▶ THE PROBLEM
Nothing but a full, exact copy of the data is needed.

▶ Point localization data
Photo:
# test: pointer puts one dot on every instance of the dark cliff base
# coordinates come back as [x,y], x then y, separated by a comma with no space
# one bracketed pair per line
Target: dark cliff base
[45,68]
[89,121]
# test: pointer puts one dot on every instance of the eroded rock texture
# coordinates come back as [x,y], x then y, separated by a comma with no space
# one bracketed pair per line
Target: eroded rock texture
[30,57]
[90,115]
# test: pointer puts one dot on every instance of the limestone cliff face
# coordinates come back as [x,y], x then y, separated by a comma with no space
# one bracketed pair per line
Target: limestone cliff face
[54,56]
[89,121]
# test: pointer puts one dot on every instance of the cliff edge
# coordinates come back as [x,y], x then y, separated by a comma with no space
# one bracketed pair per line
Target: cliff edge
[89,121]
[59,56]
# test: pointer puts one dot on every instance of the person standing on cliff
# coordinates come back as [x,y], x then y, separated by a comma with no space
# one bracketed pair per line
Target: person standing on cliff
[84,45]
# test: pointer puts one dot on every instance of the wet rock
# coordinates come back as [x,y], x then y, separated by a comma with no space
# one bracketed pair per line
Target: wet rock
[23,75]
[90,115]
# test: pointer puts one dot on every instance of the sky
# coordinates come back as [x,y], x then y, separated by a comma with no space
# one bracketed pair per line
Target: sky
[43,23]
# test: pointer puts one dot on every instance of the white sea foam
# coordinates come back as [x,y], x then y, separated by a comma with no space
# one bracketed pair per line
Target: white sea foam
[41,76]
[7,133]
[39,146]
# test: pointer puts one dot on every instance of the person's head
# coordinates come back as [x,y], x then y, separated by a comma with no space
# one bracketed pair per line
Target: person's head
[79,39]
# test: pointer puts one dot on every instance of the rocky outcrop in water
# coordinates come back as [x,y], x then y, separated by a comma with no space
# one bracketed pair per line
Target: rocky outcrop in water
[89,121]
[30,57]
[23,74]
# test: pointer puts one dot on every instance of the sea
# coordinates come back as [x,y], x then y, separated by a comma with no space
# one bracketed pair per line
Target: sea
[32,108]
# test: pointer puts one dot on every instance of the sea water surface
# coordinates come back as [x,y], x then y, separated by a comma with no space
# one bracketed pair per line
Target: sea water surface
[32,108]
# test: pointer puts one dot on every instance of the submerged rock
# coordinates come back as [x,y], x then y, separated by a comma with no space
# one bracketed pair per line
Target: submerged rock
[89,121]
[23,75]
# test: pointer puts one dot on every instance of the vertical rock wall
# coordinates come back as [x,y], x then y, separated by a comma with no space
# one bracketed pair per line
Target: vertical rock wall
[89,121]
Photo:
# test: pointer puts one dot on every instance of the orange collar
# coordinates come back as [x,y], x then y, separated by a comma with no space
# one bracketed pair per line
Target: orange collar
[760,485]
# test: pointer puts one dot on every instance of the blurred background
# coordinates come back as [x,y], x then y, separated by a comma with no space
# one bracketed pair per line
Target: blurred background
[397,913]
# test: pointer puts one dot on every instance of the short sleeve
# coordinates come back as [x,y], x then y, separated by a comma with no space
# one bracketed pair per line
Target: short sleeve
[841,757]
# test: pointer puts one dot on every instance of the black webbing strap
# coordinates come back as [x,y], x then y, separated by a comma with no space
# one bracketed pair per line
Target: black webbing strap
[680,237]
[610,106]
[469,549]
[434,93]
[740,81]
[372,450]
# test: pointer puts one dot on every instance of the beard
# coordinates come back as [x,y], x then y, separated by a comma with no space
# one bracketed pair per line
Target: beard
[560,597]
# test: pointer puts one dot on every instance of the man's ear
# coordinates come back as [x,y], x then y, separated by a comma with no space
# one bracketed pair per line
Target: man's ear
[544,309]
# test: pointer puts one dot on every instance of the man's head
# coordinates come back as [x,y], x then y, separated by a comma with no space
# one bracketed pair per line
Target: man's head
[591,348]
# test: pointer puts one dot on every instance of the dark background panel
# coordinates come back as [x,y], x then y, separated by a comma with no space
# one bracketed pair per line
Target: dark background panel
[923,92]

▶ RESULT BELOW
Photo:
# test: pointer puts one dot on every instance of the dark cliff base
# coordinates come back as [x,y], x then y, separated by a comma with no space
# one bracketed pair per line
Target: dark cliff base
[45,68]
[89,121]
# test: pointer puts one dot on every instance of the eroded rock texture
# coordinates come back as [x,y], x then y, separated by a comma with no space
# one bracketed pair per line
Target: eroded rock texture
[30,57]
[90,115]
# test: pointer puts one dot on every instance of the limestone cliff face
# coordinates come back as [x,y], x then y, separated by a comma with no space
# one bracketed pair per line
Target: limestone cliff face
[54,56]
[89,121]
# test: pointer puts one dot on every instance of the cliff edge
# coordinates come back as [x,y], x then y, separated by a comma with no space
# one bracketed pair per line
Target: cliff edge
[89,121]
[59,56]
# test: pointer puts one dot on every instance of the person standing on cliff
# coordinates come back as [x,y], x then y, separated by a comma with no space
# one bracketed pair per line
Target: person standing on cliff
[84,45]
# test: pointer puts one dot on every instance of the wet rock
# coordinates come back as [x,y], x then y, separated by a comma with no space
# one bracketed pair per line
Target: wet rock
[23,75]
[90,115]
# test: pointer puts one dot on every instance of the sky
# coordinates come back as [x,y], x then y, separated by a comma with no space
# one bracketed pair per line
Target: sky
[43,23]
# test: pointer puts one dot on every instance of the white sea foam
# coordinates come back as [x,y], x then y, separated by a comma with no space
# one bracketed pair per line
Target: white sea foam
[41,76]
[7,133]
[39,146]
# test: pointer puts one dot on every instance of the person's head
# coordinates come back as [x,y], x then y, separated by a comma with no space
# one bracketed pair per line
Target: person's head
[79,39]
# test: pointer puts one dot on every instance of the rocky outcrop in water
# coordinates come back as [x,y], x then y, separated by a comma with no space
# one bracketed pair per line
Target: rocky outcrop in water
[89,121]
[30,57]
[23,74]
# test: pointer puts one dot on every instance of the sea
# coordinates come back as [x,y], x then y, separated by a comma with no space
# one bracketed pair per line
Target: sea
[32,108]
# test: pointer puts one dot on every instance of the sea water surface
# coordinates come back as [x,y], x then y, separated by a comma with no space
# one bracketed pair per line
Target: sea water surface
[32,108]
# test: pointer puts one dot on every instance of the submerged rock
# coordinates come back as [x,y], x then y, separated by a comma with no space
# one bracketed pair per line
Target: submerged rock
[89,121]
[23,75]
# test: pointer puts one dot on every instance of the vertical rock wall
# coordinates come back as [x,y], x then y, separated by a comma with no space
# one bracketed pair per line
Target: vertical rock wall
[89,121]
Photo:
# test: pointer puts one dot on every instance of the orange collar
# coordinates come back as [x,y], x then y, separated by a comma with no space
# one bracketed pair per line
Target: orange collar
[760,485]
# test: pointer puts one dot on every instance of the blurred background
# coordinates come back as [x,y], x then y, separated by a comma with no space
# one bracketed pair per line
Target: blurred background
[397,913]
# test: pointer puts one dot on every instance of the short sleeve
# coordinates come back as [x,y], x then y, separated by a comma with no space
# one bracketed pair per line
Target: short sleeve
[841,757]
# test: pointer puts one dot on every instance of the black webbing strap
# coordinates come back as [x,y], x then y, separated by a comma with no space
# one bracketed pair per line
Target: black webbing strap
[680,237]
[610,106]
[469,549]
[434,93]
[740,81]
[372,450]
# test: pointer puts one dot on every instance of the beard
# coordinates come back as [x,y], x then y, separated by a comma with no space
# one bracketed pair per line
Target: beard
[560,597]
# test: pointer puts one dot on every instance of the man's ear
# coordinates come back as [x,y], x then y, separated by a comma with no space
# one bracketed pair per line
Target: man's ear
[544,309]
# test: pointer puts one dot on every instance of the man's head
# coordinates come back as [x,y], x then y, separated by a comma with no space
# one bracketed pair per line
Target: man's head
[591,348]
# test: pointer puts one dot on every instance of the dark background panel
# coordinates come back as [x,y], x then y, separated by a comma with no space
# one bracketed pair per line
Target: dark background panel
[923,92]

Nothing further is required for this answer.